● CHALLENGES
a - List every option shown on the "Views:" line of the mailing-list post.
b - In the mailing-list post, explain how the quoted proposal would decide whether to turn off message localization.
c - Which mailing list is the mailing-list post filed under?

● SELECTED PASSAGE
========================
Re: [bug fix] multibyte messages are displayed incorrectly on the client

From: Heikki Linnakangas <hlinnakangas(at)vmware(dot)com>
To: Tom Lane <tgl(at)sss(dot)pgh(dot)pa(dot)us>, MauMau <maumau307(at)gmail(dot)com>
Cc: Noah Misch <noah(at)leadboat(dot)com>, <alvherre(at)2ndquadrant(dot)com>, Bruce Momjian <bruce(at)momjian(dot)us>, <pgsql-hackers(at)postgresql(dot)org>
Subject: Re: [bug fix] multibyte messages are displayed incorrectly on the client
Date: 2014-06-23 13:57:22
Message-ID: 53A83242.9010503@vmware.com
Views: Raw Message | Whole Thread | Download mbox | Resend email
Thread:
Lists: pgsql-hackers

On 04/05/2014 07:56 AM, Tom Lane wrote:
> "MauMau" <maumau307(at)gmail(dot)com> writes:
>>> Then, as a happy medium, how about disabling message localization only if
>>> the client encoding differs from the server one? That is, compare the
>>> client_encoding value in the startup packet with the result of
>>> GetPlatformEncoding(). If they don't match, call
>>> disable_message_localization().
========================
● SUPPLIED INFORMATION
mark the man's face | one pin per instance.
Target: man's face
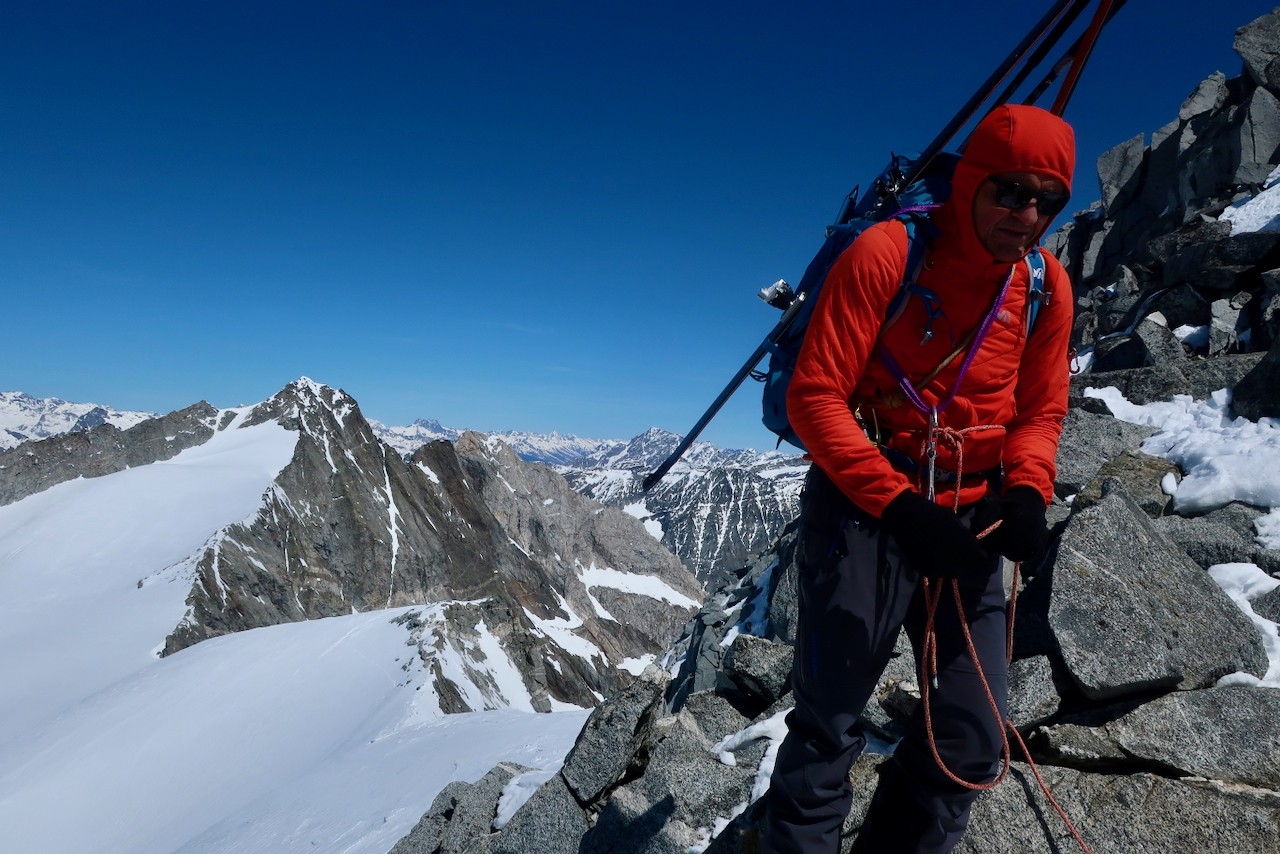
========================
● SET OF ANSWERS
a - Raw Message, Whole Thread, Download mbox, Resend email

b - It would compare the client_encoding value in the startup packet with the result of GetPlatformEncoding(). If they don't match, it would call disable_message_localization(), so localization is disabled only when the client encoding differs from the server one.

c - pgsql-hackers